__WHAT YOU HAVE TO DO__.
Pick up the article about Giovanni Ramos's early career award right after its last sentence and continue it.

__DOCUMENT TEXT__.

**********

Rising star

Giovanni Ramos

Ramos earns early career award and invite to present his research in Ireland

Giovanni “Gio” Ramos has received the International Society for Research on Internet Interventions Early Career Research Award and an invitation to present some of his work during the 12th ISRII Annual Scientific Meeting June 2-5 in Limerick, Ireland.

“As an equity researcher who uses technology to make mental health services more accessible to racially and ethnically minoritized individuals (REMs), it is an honor that an organization such as ISRII believes my work is making valuable contributions to the field,” says the UC Chancellor’s and Ford Foundation Postdoctoral Fellow in UCI’s Technology and Mental Health (TEAM) Lab.

Stephen Schueller, who leads the TEAM Lab, nominated Ramos for the ISRII honor. Asked why, the associate professor of psychological science and informatics replied, “Dr. Ramos is making innovative contributions in scaling culturally relevant and culturally appropriate support through digital mental health interventions. A clear rising star, he’s extremely deserving of this early career recognition.”

Born and raised in Mexico, Ramos received a Bachelor of Arts in psychology from Universidad Nacional Autónoma de México. After immigrating to the U.S. in 2013, he obtained further training in clinical child and adolescent psychology, completing a BA at Florida International University, a doctorate in clinical psychology at UCLA and a clinical internship at the Albert Einstein College of Medicine/Montefiore Medical Center in New York. 

The licensed clinical psychologist says digital mental health interventions (DMHIs) will continue to play a central role in the research program he is currently developing as he enters the independent research phase of his career.

**********

__EXTRACTED RECORDS__.

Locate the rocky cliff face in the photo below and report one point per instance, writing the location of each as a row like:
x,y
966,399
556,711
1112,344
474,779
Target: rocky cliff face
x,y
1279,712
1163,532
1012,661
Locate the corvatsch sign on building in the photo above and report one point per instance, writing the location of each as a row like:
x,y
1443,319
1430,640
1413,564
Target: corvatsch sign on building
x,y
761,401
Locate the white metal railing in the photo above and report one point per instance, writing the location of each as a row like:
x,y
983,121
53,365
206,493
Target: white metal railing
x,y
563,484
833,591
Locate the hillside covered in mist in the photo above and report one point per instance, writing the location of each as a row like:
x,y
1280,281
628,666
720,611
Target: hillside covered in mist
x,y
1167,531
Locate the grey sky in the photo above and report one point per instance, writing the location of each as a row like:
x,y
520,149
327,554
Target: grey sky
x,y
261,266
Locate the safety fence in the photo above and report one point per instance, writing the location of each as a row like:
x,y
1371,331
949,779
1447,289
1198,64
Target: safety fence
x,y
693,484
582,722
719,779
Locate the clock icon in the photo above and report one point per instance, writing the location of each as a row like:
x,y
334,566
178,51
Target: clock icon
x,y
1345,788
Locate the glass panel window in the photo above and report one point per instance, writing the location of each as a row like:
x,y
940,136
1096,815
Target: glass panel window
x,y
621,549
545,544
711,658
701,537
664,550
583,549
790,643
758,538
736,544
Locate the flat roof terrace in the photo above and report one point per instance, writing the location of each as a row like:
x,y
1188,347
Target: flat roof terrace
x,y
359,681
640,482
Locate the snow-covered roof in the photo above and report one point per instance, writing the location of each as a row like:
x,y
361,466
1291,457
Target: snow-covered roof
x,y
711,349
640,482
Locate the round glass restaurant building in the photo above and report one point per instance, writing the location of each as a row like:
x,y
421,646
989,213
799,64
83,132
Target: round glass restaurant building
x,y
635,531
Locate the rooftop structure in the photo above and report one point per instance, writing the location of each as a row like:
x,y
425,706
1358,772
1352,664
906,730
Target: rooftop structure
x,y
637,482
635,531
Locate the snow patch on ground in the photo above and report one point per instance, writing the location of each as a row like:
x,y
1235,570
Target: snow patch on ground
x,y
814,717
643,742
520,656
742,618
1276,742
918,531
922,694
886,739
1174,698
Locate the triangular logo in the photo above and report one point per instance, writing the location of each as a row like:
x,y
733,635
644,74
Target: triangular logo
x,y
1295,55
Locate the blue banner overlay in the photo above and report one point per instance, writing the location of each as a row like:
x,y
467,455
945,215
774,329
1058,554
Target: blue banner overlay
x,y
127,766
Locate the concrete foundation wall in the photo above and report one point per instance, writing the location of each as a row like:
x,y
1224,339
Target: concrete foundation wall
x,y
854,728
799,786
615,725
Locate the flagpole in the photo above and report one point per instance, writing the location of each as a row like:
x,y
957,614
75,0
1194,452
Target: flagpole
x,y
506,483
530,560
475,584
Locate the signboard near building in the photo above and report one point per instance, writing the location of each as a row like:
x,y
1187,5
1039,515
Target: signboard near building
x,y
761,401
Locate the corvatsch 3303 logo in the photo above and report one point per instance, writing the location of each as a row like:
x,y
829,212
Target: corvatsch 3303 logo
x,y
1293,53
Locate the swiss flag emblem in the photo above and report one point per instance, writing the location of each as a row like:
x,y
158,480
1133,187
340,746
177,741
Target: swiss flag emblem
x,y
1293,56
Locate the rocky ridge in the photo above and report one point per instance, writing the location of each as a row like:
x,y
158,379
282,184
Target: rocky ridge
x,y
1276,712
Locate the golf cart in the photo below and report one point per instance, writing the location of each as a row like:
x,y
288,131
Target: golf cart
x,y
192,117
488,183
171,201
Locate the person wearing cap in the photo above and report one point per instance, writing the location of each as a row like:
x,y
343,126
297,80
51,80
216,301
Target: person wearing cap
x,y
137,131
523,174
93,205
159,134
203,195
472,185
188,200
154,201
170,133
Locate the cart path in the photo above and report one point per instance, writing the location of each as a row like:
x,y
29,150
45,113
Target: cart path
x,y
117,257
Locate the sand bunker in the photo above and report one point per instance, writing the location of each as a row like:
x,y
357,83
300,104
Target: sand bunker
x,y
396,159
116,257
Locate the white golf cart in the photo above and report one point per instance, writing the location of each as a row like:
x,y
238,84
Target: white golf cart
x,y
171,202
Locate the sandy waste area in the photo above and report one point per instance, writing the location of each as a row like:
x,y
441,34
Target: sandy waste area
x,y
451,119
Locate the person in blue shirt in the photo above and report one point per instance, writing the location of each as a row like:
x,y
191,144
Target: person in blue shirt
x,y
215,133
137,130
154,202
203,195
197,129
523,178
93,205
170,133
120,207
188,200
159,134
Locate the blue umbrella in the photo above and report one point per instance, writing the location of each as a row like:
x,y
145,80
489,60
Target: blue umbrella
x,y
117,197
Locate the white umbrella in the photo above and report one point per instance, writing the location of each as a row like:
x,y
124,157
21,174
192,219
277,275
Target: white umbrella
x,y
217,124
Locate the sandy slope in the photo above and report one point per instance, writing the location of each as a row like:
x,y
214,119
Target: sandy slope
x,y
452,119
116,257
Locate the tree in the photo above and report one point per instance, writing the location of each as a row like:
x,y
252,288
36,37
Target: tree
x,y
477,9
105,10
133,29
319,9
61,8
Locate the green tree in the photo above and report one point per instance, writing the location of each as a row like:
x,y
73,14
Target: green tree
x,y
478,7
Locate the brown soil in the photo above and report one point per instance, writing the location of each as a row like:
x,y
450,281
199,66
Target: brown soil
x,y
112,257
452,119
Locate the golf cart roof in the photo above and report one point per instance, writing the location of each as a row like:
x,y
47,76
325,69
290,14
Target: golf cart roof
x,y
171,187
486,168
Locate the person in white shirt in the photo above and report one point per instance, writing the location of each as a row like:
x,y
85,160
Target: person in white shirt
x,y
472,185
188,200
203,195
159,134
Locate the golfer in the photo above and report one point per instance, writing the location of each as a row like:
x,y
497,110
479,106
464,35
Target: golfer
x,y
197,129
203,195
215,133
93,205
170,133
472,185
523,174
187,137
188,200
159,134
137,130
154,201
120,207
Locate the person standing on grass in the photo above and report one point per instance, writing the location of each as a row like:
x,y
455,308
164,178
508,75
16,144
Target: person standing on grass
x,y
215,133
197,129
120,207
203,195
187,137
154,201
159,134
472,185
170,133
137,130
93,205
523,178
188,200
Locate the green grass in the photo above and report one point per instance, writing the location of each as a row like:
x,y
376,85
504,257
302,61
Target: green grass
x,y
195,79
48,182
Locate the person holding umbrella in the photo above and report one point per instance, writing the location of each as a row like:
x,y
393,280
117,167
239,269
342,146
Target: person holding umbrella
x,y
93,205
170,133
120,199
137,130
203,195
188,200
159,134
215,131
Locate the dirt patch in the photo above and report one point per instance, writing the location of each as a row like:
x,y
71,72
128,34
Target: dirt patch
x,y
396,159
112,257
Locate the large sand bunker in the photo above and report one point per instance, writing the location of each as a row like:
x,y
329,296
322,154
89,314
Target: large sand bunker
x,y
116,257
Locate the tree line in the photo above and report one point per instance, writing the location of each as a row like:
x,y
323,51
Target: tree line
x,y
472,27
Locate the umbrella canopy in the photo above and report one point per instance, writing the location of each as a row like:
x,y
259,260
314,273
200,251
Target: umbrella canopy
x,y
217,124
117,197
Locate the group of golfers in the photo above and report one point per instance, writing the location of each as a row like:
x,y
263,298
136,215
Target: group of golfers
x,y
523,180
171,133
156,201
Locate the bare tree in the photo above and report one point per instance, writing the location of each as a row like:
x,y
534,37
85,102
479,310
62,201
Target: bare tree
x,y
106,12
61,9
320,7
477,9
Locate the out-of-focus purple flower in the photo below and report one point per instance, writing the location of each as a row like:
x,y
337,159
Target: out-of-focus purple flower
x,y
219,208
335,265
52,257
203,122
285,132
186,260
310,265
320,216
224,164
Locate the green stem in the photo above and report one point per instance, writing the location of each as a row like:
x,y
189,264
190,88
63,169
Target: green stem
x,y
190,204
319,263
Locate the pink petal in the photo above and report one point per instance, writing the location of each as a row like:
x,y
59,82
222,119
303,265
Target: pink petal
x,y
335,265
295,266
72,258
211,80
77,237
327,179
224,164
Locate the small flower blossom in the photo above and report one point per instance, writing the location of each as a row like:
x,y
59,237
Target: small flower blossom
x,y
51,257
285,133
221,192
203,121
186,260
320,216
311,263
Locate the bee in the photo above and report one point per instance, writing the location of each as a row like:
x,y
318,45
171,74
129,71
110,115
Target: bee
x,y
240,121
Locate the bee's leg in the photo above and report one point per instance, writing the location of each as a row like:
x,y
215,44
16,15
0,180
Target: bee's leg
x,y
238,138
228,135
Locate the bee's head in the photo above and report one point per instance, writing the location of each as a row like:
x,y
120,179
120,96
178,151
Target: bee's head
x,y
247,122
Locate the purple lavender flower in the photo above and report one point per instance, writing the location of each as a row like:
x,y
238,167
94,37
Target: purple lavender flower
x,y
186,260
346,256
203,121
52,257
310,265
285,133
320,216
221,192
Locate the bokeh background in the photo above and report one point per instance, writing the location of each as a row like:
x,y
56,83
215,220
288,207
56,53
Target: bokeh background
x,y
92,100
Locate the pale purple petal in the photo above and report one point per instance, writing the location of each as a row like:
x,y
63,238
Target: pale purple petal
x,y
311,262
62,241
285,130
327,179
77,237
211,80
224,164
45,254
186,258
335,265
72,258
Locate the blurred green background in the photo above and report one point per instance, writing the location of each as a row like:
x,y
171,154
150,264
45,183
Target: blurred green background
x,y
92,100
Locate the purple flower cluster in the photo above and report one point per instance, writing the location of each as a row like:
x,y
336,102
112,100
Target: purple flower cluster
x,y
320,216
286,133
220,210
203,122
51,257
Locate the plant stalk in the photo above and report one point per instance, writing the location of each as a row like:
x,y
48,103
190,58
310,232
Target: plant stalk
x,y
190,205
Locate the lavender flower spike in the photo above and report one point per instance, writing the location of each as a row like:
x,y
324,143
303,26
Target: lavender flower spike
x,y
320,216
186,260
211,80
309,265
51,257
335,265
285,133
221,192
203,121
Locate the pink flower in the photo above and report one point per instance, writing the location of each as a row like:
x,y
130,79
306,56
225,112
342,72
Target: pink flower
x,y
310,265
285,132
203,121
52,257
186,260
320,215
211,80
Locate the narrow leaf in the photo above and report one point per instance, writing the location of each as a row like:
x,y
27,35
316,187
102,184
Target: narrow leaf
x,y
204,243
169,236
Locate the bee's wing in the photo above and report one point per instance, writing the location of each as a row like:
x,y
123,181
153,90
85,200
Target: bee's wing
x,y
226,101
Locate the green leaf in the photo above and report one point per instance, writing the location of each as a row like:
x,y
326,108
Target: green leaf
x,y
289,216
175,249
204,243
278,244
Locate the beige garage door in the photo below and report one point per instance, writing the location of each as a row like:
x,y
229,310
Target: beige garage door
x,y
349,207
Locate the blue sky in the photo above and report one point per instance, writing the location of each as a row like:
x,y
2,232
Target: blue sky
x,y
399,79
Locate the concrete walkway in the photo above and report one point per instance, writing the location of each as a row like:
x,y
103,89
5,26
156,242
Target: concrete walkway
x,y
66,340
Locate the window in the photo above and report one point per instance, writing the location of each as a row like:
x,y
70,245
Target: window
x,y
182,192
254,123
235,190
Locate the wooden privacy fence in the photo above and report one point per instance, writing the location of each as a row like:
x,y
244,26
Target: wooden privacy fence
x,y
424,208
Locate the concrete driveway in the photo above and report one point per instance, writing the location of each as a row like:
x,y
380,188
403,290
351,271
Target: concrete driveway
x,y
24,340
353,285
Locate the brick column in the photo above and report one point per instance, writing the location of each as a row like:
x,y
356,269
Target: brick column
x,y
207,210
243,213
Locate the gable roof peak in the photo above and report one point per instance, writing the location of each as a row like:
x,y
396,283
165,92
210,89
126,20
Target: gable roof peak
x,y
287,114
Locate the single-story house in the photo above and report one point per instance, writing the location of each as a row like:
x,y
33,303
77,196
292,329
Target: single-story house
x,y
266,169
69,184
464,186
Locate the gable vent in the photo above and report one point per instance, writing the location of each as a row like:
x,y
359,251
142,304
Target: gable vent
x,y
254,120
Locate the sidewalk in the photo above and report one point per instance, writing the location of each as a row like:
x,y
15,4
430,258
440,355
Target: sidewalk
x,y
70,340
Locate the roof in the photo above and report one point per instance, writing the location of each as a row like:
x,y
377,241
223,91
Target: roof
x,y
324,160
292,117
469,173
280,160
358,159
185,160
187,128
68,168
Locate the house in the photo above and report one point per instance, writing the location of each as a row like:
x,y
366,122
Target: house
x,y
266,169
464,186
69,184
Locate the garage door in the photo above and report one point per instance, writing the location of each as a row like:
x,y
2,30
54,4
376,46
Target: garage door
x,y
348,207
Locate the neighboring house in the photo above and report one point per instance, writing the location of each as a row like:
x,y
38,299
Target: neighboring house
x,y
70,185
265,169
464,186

**********

__RESULT OF THIS TASK__.
“In my future work, I am interested in using data-driven approaches to improve the contextual and cultural fit of DMHIs and training community members and peers to support REMs who use fully self-guided DMHIs to meet their mental health needs,” Ramos says.

In Ireland, Ramos will explain how the use of DMHIs can be refined to ensure greater engagement universally. 

“Racially and ethnically minoritized groups are less likely to receive mental health services compared with their white counterparts, and DMHIs can play a role in reducing this treatment gap,” he says. “Unfortunately, most DMHIs do not attend to the unique needs of these populations. To solve this problem, I have used a very short onboarding procedure – lasting 30 minutes or less – to help participants download the program, learn how to use it, and discuss potential mismatches between the DHMI content and their cultural backgrounds and needs. This simple approach has led to outstanding uptake and engagement with the program, issues often challenging to overcome in most DMHIs.”

While Mexico City, Miami, the Bronx and Los Angeles have been previous stops along his academic journey, Ramos has found Irvine a special place from which to launch his budding career.

“I have been very fortunate to be surrounded by amazing people here at UCI,” he says. “I am very grateful to Belinda Campos and the Culture, Relationships, and Health Lab, Alyson Zalta and the Trauma and Resilience Lab, Candice Odgers and Gillian Hayes and the Connecting the EdTech Research Ecosystem, and Stephen Schueller and the entire Technology and Mental Health Lab. Stephen has been such an incredibly supportive mentor and role model. Don’t tell him, but I hope to be like him when I grow up.”